═══ Entries

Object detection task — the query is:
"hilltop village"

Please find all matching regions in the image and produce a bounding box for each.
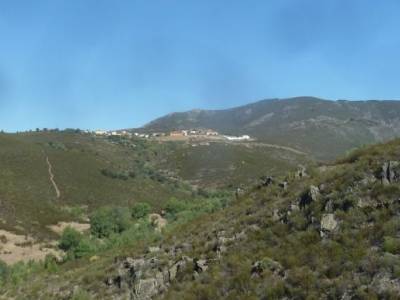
[91,129,252,141]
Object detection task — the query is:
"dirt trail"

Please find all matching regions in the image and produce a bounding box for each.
[46,156,61,198]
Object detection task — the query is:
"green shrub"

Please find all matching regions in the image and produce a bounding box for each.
[165,198,187,217]
[44,254,58,273]
[90,207,130,238]
[58,227,82,252]
[0,260,10,285]
[131,202,151,219]
[73,238,96,258]
[383,236,400,254]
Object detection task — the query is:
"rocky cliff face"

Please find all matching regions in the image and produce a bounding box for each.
[3,140,400,300]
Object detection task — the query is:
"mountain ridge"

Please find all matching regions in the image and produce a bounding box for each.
[142,97,400,160]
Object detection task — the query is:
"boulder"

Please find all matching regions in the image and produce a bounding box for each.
[299,185,320,208]
[321,214,338,234]
[251,257,284,277]
[147,246,161,253]
[279,181,288,190]
[380,161,400,185]
[149,214,167,232]
[295,166,308,178]
[133,278,158,300]
[194,259,208,273]
[260,176,274,187]
[370,273,400,295]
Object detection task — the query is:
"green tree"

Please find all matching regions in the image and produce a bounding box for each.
[131,202,151,219]
[58,227,82,252]
[90,207,130,238]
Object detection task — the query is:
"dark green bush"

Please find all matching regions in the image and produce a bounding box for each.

══════

Direction
Rescale the stretch from the start of the entries through the line containing "[46,156,61,198]" by writing it out again with the requests included and every bounding box coordinate multiplied by 0.4 and rounded to a whole number, with halves rounding up. Leave the pictures out.

Result
Object detection task — the query is:
"hilltop village"

Please find all matching regions in the image and produce a bounding box for each.
[36,52,101,56]
Object detection task — the query is:
"dirt trail"

Please find all matching regions in the image and produce a bounding box for each.
[18,62,24,79]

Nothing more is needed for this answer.